(Records)

————

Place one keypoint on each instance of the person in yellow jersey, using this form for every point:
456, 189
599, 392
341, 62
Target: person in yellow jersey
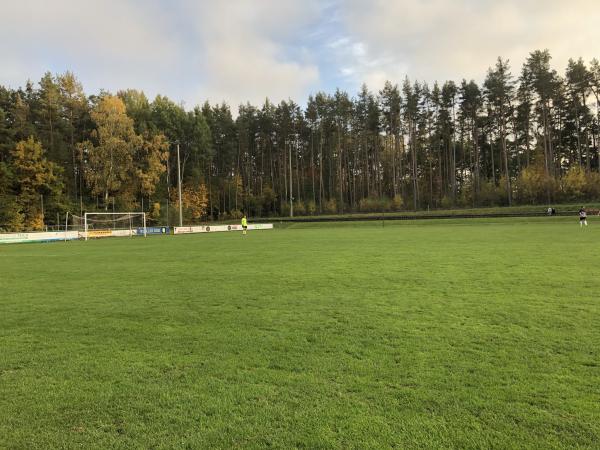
244, 224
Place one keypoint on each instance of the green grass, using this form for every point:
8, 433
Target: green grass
445, 334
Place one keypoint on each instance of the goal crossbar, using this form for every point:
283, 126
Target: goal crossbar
120, 216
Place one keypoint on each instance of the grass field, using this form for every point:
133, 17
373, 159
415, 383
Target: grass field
444, 334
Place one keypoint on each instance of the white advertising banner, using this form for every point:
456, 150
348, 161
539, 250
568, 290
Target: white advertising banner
261, 226
220, 228
13, 238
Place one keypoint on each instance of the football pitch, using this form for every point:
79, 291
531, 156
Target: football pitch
430, 334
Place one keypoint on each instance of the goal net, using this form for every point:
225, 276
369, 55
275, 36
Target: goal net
105, 224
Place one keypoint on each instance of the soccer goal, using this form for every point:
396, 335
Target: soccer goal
105, 224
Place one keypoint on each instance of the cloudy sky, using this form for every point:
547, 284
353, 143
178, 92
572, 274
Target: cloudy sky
246, 50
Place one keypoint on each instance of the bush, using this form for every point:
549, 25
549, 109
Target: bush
489, 194
397, 203
236, 214
574, 183
299, 208
330, 206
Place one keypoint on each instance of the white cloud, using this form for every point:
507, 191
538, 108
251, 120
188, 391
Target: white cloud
444, 39
111, 44
189, 50
245, 51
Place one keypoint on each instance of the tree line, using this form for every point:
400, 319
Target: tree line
533, 137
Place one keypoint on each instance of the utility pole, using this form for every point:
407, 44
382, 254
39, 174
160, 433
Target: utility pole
291, 196
168, 188
179, 187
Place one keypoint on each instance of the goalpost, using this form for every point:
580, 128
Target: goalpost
105, 224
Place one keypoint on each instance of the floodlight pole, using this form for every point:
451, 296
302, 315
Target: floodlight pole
291, 184
179, 187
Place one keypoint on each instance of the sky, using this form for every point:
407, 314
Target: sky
241, 51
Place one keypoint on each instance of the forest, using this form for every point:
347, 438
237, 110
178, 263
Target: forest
529, 137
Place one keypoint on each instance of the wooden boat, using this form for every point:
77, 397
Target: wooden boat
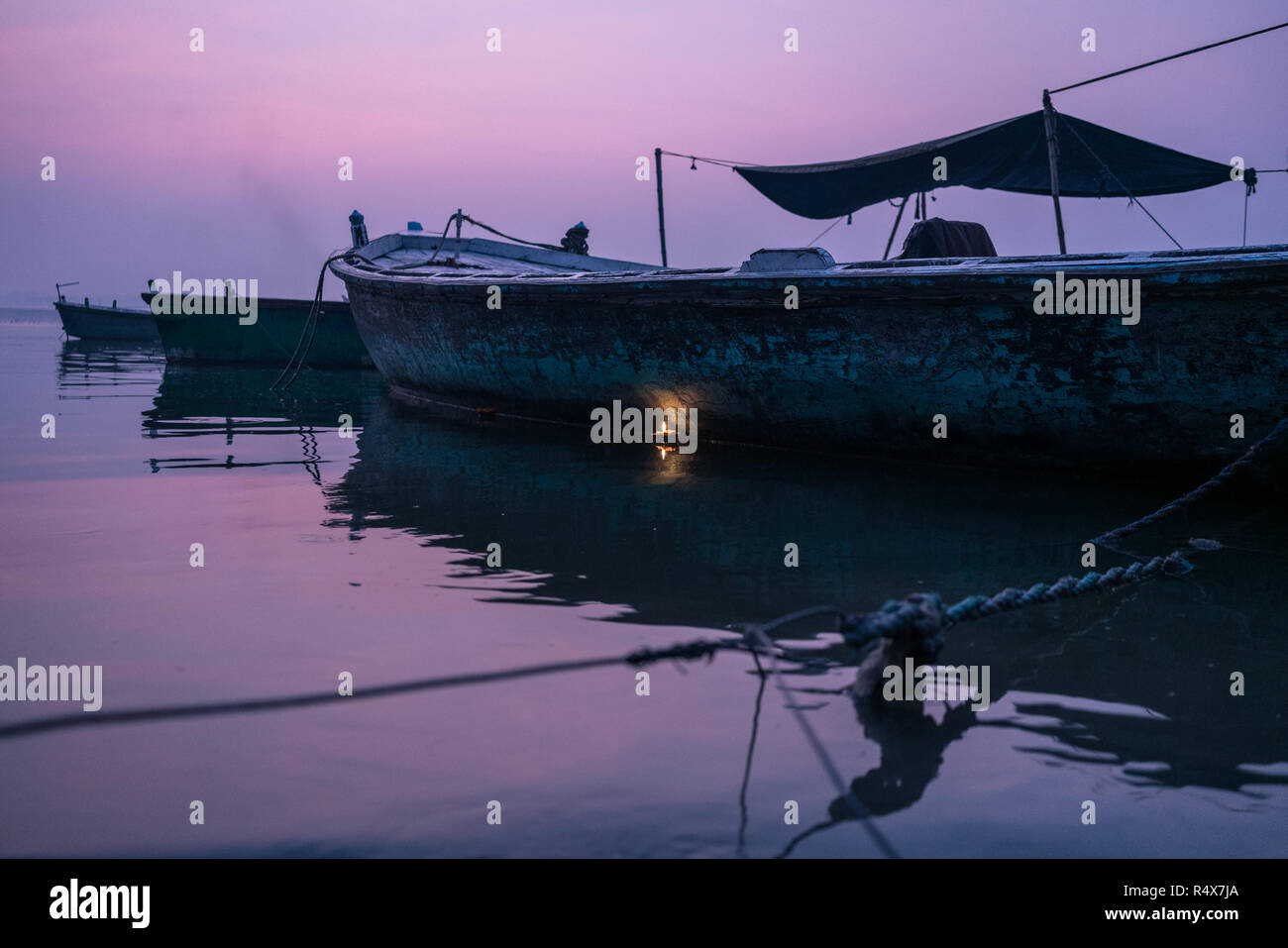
874, 353
85, 321
957, 359
220, 338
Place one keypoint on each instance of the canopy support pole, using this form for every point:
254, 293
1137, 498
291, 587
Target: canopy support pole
896, 228
1048, 117
661, 218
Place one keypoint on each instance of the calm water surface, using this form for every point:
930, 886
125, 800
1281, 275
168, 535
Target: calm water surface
327, 554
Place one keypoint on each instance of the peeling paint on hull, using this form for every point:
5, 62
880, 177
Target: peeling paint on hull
870, 357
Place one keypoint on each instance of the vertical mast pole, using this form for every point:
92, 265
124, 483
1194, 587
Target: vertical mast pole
661, 218
1048, 116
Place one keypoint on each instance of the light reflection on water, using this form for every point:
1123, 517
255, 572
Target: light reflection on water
369, 554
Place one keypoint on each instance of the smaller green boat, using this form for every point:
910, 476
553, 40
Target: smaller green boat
218, 337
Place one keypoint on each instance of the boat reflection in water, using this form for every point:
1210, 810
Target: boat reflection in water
699, 541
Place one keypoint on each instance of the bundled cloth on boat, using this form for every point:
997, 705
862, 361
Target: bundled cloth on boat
1010, 155
940, 239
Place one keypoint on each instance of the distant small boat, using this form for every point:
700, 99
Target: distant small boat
85, 321
222, 338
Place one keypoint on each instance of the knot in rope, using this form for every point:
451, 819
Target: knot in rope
917, 620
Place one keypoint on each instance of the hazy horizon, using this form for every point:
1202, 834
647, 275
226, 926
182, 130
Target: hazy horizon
224, 162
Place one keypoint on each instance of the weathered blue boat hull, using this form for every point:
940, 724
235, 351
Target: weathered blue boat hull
871, 356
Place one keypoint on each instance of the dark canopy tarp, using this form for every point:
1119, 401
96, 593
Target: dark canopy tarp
1010, 156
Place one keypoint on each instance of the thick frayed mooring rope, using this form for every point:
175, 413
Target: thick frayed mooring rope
925, 613
1248, 458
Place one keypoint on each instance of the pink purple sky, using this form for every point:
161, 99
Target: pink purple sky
223, 163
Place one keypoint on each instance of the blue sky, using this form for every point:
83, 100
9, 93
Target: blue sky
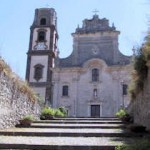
16, 16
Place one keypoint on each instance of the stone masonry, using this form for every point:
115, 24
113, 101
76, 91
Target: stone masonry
14, 105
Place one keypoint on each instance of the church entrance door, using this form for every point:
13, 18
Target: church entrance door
95, 111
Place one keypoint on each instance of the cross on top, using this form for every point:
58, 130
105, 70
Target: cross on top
95, 11
47, 5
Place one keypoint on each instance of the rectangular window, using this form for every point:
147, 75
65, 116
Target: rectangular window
125, 89
95, 75
65, 89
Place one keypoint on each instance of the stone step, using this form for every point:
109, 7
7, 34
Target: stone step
80, 121
73, 126
62, 143
67, 132
105, 118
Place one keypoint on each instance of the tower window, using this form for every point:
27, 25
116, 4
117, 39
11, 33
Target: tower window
43, 21
95, 93
38, 71
124, 89
41, 36
65, 89
95, 75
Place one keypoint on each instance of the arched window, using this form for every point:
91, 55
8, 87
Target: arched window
43, 21
41, 36
65, 89
95, 93
95, 75
38, 71
124, 89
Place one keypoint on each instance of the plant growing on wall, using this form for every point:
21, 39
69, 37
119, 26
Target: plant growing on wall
140, 68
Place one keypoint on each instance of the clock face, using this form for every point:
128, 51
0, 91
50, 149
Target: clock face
40, 46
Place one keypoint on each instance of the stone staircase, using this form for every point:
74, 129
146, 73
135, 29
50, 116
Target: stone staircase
68, 134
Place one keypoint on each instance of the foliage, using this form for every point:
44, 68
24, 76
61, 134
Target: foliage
49, 113
19, 84
139, 145
28, 117
63, 110
140, 68
121, 113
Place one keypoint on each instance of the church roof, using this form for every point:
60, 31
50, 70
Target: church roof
94, 25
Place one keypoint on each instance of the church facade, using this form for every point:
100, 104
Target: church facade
92, 81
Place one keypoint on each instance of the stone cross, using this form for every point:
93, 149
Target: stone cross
95, 11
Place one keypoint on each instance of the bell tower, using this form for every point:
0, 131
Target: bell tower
41, 53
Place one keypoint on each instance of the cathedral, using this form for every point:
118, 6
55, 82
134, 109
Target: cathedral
92, 81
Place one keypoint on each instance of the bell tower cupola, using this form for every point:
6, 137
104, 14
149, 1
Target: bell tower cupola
41, 53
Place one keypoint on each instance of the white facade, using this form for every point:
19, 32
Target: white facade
81, 96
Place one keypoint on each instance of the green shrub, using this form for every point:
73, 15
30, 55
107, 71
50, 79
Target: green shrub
47, 113
28, 117
58, 113
63, 110
121, 113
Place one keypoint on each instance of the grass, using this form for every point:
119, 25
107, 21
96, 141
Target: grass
18, 83
140, 69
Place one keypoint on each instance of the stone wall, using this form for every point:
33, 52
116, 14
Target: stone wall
140, 107
14, 104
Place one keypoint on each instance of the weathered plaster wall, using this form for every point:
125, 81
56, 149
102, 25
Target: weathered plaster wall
13, 104
140, 107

————

Set down, word for word, every line from the line that holds "Place one keypoint on each instance of the green shrub, using" to the end of the entries above, including both ends.

Place one keypoint on each instance of the green shrub, using this form for every point:
73, 15
30, 55
107, 71
50, 79
Target: green shrub
47, 113
28, 117
58, 113
63, 110
121, 113
Place one keypoint on each instance of the grass, using this form for every point:
119, 25
107, 21
96, 141
Target: grass
18, 83
140, 69
Place one keypoint on each instance of the stone wall, using this form for every point:
33, 52
116, 14
Target: stone wall
140, 107
14, 104
Place one keypoint on each instance of the weathered plaster wall, using this form for every point:
125, 81
56, 149
102, 25
Target: weathered plaster wall
13, 104
140, 107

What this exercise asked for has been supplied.